[Start INFORMATION PROVIDED]

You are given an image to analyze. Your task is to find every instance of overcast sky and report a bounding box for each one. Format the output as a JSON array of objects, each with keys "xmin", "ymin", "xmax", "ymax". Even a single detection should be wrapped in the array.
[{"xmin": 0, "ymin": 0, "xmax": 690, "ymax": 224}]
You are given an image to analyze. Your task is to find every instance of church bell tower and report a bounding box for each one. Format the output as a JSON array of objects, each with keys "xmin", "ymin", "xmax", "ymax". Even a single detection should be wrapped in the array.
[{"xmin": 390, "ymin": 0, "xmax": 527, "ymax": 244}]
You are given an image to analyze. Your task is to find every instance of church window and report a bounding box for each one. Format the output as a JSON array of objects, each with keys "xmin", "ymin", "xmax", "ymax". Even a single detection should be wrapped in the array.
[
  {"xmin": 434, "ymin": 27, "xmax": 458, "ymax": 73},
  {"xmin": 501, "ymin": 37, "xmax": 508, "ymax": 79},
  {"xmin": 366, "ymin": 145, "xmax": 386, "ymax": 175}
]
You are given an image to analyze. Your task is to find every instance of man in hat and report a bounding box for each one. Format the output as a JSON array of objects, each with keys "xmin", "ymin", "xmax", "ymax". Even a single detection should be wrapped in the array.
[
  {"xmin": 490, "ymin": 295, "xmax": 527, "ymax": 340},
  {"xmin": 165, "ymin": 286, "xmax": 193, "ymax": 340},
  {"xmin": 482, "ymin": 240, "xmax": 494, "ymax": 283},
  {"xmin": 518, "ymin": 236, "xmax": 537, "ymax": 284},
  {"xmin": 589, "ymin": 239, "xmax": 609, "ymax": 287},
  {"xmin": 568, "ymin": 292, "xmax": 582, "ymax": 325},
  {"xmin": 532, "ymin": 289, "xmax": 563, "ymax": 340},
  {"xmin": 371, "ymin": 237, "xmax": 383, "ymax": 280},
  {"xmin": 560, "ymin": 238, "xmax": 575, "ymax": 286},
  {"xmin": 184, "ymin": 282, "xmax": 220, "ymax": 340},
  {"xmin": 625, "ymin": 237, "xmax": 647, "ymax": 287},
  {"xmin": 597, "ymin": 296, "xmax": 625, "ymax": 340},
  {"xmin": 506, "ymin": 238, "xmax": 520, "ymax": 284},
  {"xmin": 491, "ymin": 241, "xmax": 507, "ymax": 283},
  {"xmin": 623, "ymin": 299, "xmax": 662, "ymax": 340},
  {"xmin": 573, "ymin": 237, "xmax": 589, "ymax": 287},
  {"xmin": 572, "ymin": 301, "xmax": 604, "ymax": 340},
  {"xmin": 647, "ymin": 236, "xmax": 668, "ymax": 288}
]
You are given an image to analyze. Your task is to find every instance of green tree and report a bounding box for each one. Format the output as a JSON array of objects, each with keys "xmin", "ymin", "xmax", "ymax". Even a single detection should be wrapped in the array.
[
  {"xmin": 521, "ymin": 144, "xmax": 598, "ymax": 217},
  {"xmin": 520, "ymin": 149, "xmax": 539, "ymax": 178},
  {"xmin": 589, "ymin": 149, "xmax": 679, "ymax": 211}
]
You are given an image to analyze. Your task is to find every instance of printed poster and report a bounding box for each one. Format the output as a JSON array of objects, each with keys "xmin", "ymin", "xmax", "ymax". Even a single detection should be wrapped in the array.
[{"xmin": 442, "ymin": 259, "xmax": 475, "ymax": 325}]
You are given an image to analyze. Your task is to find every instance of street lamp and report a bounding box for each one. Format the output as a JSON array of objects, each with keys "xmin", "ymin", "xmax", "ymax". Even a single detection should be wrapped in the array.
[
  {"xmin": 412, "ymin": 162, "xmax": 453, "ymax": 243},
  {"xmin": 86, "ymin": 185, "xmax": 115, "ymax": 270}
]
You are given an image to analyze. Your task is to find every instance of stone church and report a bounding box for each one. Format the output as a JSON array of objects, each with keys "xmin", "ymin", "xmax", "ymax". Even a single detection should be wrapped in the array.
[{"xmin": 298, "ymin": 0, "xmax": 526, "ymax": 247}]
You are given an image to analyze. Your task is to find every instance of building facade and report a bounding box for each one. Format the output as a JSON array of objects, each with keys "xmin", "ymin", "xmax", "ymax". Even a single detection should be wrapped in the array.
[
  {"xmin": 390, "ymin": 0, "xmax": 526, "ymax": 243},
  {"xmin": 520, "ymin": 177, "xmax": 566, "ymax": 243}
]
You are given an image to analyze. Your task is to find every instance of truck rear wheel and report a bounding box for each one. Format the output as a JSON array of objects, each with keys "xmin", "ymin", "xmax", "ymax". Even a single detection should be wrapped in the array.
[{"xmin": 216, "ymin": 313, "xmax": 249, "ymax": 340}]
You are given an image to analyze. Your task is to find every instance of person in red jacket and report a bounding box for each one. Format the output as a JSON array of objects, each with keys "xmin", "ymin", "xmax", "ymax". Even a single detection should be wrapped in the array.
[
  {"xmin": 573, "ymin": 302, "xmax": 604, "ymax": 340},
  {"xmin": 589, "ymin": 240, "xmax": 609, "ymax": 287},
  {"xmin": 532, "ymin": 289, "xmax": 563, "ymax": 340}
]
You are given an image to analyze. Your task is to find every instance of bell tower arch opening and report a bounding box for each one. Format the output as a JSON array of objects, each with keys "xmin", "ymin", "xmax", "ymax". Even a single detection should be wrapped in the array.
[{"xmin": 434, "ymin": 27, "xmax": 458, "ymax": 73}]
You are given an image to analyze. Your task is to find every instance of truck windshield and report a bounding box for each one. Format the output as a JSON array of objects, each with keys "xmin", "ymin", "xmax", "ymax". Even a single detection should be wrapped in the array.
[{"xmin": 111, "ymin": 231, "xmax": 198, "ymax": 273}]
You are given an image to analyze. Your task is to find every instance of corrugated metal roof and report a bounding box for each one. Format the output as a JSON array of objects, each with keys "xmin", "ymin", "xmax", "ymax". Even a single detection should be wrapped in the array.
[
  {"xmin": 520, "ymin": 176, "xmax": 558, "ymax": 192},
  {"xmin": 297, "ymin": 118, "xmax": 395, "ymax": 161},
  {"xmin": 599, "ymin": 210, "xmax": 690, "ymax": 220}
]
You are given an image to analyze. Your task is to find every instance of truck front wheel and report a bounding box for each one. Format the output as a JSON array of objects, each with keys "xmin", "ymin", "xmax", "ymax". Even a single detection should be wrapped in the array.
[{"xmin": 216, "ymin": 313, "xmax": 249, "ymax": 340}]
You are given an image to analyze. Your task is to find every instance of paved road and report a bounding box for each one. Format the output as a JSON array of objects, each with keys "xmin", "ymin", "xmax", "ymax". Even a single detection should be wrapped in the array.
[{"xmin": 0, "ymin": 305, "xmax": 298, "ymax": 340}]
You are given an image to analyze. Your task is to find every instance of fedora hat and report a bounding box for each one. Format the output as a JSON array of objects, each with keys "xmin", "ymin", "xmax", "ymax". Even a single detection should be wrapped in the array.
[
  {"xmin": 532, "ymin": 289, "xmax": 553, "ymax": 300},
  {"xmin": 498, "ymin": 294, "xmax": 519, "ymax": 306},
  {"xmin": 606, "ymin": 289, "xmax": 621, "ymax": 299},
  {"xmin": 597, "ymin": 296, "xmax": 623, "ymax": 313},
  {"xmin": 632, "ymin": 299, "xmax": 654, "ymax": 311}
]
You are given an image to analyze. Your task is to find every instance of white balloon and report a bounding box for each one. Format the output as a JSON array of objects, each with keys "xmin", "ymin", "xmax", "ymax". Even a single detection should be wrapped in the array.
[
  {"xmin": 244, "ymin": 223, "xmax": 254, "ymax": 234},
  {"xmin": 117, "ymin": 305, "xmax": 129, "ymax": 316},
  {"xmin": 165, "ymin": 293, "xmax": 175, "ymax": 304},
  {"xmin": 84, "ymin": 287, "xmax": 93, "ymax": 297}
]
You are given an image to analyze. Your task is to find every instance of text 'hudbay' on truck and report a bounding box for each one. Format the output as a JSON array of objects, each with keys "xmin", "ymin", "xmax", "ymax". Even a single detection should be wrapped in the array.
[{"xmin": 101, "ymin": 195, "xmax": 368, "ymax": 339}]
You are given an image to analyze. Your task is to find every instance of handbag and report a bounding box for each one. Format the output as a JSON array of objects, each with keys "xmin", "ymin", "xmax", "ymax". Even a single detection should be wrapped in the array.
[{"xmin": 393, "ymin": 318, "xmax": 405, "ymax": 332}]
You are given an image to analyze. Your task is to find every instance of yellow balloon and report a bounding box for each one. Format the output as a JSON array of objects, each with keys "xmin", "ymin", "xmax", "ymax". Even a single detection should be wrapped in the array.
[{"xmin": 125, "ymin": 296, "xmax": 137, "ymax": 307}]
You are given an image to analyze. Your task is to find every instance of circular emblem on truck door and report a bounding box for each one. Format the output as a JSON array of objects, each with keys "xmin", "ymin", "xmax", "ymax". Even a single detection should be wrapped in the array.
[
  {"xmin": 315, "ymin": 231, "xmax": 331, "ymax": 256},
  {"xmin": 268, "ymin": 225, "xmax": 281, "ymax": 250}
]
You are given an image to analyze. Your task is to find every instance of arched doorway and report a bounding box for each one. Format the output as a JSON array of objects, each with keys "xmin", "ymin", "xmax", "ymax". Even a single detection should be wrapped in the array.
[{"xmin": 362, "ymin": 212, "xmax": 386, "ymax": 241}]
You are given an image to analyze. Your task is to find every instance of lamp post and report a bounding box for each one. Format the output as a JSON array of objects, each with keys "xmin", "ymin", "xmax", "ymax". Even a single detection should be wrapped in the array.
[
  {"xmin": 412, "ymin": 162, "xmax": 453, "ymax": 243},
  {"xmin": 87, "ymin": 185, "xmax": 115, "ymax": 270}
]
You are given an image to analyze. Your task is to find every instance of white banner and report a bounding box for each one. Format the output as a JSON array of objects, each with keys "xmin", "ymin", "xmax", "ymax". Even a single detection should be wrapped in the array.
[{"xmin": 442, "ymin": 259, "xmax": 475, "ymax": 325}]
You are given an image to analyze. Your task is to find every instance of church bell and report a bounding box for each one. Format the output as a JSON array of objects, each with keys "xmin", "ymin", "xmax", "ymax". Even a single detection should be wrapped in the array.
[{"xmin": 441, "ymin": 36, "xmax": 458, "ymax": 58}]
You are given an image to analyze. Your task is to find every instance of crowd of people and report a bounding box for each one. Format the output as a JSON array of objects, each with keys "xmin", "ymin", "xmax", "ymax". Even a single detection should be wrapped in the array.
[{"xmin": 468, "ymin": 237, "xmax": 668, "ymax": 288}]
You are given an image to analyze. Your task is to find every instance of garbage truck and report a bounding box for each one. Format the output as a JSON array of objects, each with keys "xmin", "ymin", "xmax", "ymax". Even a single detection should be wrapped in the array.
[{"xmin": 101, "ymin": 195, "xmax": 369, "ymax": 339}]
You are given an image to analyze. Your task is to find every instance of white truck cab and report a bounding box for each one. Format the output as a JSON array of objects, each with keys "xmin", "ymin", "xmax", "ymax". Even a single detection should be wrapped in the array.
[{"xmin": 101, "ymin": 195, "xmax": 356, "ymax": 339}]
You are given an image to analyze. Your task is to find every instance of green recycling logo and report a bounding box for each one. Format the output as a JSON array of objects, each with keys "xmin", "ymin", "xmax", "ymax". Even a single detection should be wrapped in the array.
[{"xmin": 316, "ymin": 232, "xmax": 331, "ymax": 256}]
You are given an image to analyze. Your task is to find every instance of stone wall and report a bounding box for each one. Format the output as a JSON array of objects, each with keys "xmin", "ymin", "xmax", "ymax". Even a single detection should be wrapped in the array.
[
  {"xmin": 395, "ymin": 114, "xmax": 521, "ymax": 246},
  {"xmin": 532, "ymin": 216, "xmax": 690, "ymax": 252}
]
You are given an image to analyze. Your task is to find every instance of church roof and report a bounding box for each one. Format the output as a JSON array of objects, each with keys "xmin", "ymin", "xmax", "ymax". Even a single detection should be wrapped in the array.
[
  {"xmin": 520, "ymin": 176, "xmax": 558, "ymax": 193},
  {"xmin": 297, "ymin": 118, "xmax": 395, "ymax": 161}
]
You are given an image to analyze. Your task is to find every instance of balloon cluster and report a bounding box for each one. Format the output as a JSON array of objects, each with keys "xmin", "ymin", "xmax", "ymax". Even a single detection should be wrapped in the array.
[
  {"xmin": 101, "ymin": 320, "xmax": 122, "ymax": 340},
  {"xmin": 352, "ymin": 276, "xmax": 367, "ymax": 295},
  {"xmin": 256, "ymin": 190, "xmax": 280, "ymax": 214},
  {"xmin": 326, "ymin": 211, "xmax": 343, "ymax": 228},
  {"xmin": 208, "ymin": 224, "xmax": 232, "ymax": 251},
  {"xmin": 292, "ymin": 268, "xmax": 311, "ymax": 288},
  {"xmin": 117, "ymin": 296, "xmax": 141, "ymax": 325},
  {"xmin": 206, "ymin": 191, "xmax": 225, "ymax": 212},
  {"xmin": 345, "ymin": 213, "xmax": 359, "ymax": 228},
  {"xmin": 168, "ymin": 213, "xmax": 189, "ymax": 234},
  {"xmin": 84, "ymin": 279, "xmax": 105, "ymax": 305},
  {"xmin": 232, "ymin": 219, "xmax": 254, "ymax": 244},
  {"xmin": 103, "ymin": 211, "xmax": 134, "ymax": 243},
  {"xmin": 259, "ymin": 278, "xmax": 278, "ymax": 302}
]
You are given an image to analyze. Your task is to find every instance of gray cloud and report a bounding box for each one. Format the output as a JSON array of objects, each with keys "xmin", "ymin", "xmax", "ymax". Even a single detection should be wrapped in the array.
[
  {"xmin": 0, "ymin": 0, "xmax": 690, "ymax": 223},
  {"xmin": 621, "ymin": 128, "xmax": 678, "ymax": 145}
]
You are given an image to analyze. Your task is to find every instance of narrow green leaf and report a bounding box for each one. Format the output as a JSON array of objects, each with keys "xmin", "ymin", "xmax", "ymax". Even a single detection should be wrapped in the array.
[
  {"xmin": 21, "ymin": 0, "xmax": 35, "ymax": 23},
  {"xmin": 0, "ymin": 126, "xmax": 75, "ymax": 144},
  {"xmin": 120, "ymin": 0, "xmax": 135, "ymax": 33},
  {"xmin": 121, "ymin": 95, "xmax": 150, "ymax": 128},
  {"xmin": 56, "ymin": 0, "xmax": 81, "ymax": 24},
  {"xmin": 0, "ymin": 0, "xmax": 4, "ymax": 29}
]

[End INFORMATION PROVIDED]

WHAT YOU HAVE TO DO
Select every line in the records above that contains the word "emblem", and copy each one in full.

SOLUTION BELOW
You are given an image to analyze. Your task is to find every instance of circular emblem on truck door and report a bounding box for each one. Format the output as a JSON array of objects, each with keys "xmin", "ymin", "xmax", "ymax". Even a single detection should be wrapped in the array.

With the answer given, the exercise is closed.